start Extracted text
I read a story this week about a young mother and her son who live near a cemetery and over the years she has taken him in the stroller for walks in the cemetery. So, as he has grown to the point that he can know walk and talk they continue their walks in the nearby cemetery. One day he pointed a marble mausoleum shaped like a house and proclaimed to his mother that must be where Jesus lives, mommy that is his house. His mother paused, amazed at his profound statement. He didn’t realize how right he was in that deeply theological statement for a three year old. Her story got me thinking about children and their ability to grasp things in simple yet profound ways. Here is a young boy who has grown up next to a cemetery, has taken countless walks through the quiet green fields, the gardens of stone and along the paths unware of his surroundings. He has no fear of the place and what it means.
Children’s games often take serious and scary things and offer words and actions to make them less scary as kids play them.
London Bridge is falling down,
Falling down, falling down.
London Bridge is falling down,
My fair lady.
It’s a song and a game about starving children to death.
Ring-a-round the Rosie,
A pocket full of posies,
We all fall down
It’s a song and a game about the Bubonic Plague or Black Death
Another game that children play is Ghost in the Graveyard. It is much like hide and seek and we can play it in an actual graveyard at night and in the dark. The object of the game is to find the ghost – a player who is hiding. The player who finds the ghost’s hiding spot, yells “Ghost in the Graveyard” to alert the other players. The player who finds the ghost is safe. All the other players must race back to base. The ghost tries to tag someone before they do and that player is IT for the next game. The game is not intended to show any disrespect. Again it is children and adolescents unware of their surroundings.
At some point in life we begin to think about what the cemetery means and we learn what loss and death mean on a gut wrenching level. We stop playing the games because it just hurts too much. We tend to stay away from graveyards except to go and pay our respects or to place flowers on the grave of a loved one. Otherwise we do everything in our power to keep away from the quiet green fields, the gardens of stone and because we are fully aware of our surroundings.
end Extracted text
start Rows
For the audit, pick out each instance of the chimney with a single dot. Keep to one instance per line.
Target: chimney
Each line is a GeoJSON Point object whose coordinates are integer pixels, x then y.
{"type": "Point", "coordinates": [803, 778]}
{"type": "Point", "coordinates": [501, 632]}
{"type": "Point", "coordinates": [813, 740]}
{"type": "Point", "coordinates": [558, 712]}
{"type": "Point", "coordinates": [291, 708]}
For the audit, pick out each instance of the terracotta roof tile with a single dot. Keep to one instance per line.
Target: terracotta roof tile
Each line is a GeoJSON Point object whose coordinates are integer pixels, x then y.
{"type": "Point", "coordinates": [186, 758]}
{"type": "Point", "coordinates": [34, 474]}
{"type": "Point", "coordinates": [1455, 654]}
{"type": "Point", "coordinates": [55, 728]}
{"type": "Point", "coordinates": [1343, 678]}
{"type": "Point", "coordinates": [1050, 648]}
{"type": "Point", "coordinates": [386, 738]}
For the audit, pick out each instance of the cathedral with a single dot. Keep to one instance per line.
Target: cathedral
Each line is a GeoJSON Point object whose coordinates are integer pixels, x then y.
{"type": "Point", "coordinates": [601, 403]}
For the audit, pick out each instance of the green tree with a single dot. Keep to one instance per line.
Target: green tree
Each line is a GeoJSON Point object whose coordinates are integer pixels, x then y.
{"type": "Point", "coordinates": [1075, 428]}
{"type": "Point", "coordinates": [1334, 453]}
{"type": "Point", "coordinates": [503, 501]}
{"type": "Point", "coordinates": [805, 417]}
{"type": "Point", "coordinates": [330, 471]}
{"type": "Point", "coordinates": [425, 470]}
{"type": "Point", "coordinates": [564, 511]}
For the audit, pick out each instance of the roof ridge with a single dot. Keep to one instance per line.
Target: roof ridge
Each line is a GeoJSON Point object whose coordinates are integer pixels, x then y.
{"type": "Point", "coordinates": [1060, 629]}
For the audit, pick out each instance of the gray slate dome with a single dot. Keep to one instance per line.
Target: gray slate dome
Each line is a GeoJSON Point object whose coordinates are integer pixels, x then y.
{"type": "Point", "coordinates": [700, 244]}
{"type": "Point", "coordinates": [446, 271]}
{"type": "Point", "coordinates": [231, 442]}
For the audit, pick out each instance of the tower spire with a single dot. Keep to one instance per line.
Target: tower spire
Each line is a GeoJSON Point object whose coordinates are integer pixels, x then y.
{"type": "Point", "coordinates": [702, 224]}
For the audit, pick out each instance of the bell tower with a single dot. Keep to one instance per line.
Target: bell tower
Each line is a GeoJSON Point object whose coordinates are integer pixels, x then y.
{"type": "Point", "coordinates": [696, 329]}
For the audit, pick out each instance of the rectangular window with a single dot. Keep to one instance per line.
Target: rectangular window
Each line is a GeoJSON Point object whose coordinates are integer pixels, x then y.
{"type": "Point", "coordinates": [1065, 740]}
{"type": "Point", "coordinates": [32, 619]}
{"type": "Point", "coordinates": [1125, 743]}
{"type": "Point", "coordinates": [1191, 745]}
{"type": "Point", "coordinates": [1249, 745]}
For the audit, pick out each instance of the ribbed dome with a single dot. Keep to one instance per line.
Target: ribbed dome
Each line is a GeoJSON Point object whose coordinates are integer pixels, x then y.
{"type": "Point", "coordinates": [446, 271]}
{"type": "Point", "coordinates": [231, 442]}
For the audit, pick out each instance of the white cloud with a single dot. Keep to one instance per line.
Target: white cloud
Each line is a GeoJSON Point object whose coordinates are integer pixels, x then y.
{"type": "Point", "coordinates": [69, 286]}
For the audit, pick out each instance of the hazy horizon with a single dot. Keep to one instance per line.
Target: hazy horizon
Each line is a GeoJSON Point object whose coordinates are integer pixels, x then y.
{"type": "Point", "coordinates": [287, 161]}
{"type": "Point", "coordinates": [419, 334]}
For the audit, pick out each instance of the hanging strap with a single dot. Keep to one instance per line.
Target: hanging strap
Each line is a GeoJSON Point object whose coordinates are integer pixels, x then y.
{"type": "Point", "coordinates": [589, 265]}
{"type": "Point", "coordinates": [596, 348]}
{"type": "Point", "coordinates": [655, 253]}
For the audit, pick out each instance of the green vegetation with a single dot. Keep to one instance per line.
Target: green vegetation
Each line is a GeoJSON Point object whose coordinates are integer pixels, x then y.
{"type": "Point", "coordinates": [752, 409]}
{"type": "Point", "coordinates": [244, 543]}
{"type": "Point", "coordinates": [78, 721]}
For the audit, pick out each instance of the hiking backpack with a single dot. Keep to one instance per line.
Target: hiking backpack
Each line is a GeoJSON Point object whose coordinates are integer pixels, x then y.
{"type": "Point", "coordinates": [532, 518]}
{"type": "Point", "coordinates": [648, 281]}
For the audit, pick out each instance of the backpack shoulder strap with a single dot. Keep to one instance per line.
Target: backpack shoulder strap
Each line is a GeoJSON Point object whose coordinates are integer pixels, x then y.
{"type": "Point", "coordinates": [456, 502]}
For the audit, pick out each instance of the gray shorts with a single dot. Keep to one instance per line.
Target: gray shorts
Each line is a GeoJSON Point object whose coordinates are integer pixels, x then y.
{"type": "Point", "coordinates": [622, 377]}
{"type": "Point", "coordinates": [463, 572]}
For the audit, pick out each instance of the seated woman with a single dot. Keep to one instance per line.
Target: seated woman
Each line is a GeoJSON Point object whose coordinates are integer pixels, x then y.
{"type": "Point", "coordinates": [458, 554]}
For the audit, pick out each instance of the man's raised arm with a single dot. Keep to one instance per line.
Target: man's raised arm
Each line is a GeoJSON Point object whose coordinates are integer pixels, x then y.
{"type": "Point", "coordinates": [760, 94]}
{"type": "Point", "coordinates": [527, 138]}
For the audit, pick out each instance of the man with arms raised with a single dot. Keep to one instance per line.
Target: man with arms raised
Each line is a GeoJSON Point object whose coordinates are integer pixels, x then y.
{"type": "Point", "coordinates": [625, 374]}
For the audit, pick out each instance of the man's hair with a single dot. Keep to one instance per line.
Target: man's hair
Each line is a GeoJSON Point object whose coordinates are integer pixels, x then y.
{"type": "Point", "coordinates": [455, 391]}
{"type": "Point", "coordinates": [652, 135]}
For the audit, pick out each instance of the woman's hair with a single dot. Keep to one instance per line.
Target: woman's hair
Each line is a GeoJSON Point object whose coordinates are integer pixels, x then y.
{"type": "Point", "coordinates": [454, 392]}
end Rows
**Exercise details**
Print, word for word, the part of the reflection on children and cemeteries above starting at "Children’s games often" and ending at "children to death.".

**Task response**
Children’s games often take serious and scary things and offer words and actions to make them less scary as kids play them.
London Bridge is falling down,
Falling down, falling down.
London Bridge is falling down,
My fair lady.
It’s a song and a game about starving children to death.